▶ Required work: Repeat all the records exactly, omitting pictures.

[Dataset excerpts on object pointing]
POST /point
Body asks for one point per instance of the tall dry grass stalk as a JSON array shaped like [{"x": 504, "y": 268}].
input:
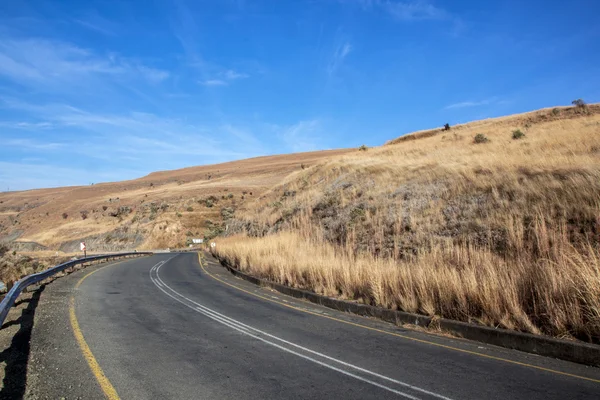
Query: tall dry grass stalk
[{"x": 505, "y": 233}]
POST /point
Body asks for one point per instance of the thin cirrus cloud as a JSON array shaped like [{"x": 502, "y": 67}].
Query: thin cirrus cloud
[
  {"x": 470, "y": 103},
  {"x": 406, "y": 11},
  {"x": 35, "y": 61},
  {"x": 224, "y": 78},
  {"x": 339, "y": 55}
]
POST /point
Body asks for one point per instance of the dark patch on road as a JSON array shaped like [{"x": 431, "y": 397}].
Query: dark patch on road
[{"x": 17, "y": 355}]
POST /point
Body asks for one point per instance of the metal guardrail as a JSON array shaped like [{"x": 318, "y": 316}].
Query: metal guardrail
[{"x": 19, "y": 286}]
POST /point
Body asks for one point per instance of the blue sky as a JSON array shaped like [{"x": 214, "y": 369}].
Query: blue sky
[{"x": 109, "y": 90}]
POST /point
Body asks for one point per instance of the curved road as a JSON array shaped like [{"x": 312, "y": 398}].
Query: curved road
[{"x": 165, "y": 327}]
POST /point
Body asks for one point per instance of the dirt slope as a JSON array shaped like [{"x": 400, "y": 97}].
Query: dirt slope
[{"x": 162, "y": 209}]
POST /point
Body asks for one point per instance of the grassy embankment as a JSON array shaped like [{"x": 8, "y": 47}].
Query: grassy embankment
[{"x": 504, "y": 233}]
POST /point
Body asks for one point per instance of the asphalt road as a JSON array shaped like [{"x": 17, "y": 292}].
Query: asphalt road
[{"x": 162, "y": 327}]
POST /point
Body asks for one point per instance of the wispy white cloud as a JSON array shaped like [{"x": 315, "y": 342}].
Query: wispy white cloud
[
  {"x": 302, "y": 136},
  {"x": 30, "y": 144},
  {"x": 414, "y": 10},
  {"x": 140, "y": 133},
  {"x": 470, "y": 103},
  {"x": 224, "y": 78},
  {"x": 339, "y": 55},
  {"x": 35, "y": 62},
  {"x": 39, "y": 175},
  {"x": 402, "y": 10},
  {"x": 213, "y": 82}
]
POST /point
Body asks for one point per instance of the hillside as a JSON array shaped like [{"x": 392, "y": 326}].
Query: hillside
[
  {"x": 160, "y": 210},
  {"x": 502, "y": 231},
  {"x": 495, "y": 222}
]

▶ The output:
POST /point
Body asks for one point per instance of the tall dry grass stalk as a JSON array shaped like [{"x": 504, "y": 268}].
input:
Query: tall dry grass stalk
[{"x": 505, "y": 233}]
POST /point
Body asks for one point per instance of the thin cirrus cloud as a JSON array shaped like [{"x": 502, "y": 67}].
Query: thin cirrus cloud
[
  {"x": 470, "y": 103},
  {"x": 406, "y": 11},
  {"x": 35, "y": 61},
  {"x": 224, "y": 78},
  {"x": 339, "y": 55}
]
POST /point
Body asks for one point per instance of the dark patch on road as a JSON array shaped like [{"x": 431, "y": 397}].
Query: dark patch on road
[{"x": 17, "y": 355}]
POST /point
Body asks for one point per instance of the metal guardrail as a JSON array shaped like [{"x": 318, "y": 316}].
Query: metal guardrail
[{"x": 19, "y": 286}]
POST /point
Body asks for one point per instance of the blue sky as a JSON array shaped like [{"x": 214, "y": 369}].
Query: blue sky
[{"x": 109, "y": 90}]
POST /point
Body asks for one point per instance of the curved road as a JSON array shaped like [{"x": 312, "y": 398}].
Query: curved road
[{"x": 165, "y": 327}]
POST /point
Body asks for one point per instance of the dirt slope as a JSON array shaped like [{"x": 400, "y": 97}].
Query: dirt slope
[{"x": 162, "y": 209}]
POST /point
Body asks for one point per instance of the grassy embankment as a JSON array shaped like [{"x": 8, "y": 47}].
Query: grassy embankment
[{"x": 504, "y": 233}]
POST /point
Body asks for one point per instance of the asphalt road as a JSON array shaped like [{"x": 17, "y": 292}].
Query: asphalt road
[{"x": 162, "y": 327}]
POST /point
Body asks for one point per instance of the wispy white cloud as a JSON array shaped like [{"x": 315, "y": 342}].
Query: wispy white cloud
[
  {"x": 302, "y": 136},
  {"x": 30, "y": 144},
  {"x": 414, "y": 10},
  {"x": 140, "y": 133},
  {"x": 470, "y": 103},
  {"x": 224, "y": 78},
  {"x": 339, "y": 55},
  {"x": 35, "y": 62},
  {"x": 39, "y": 175},
  {"x": 402, "y": 10},
  {"x": 213, "y": 82}
]
POST /point
Body asks for one point per instance of the hillside as a JSON array shaped like [{"x": 392, "y": 326}].
Query: hillside
[
  {"x": 160, "y": 210},
  {"x": 502, "y": 231},
  {"x": 495, "y": 222}
]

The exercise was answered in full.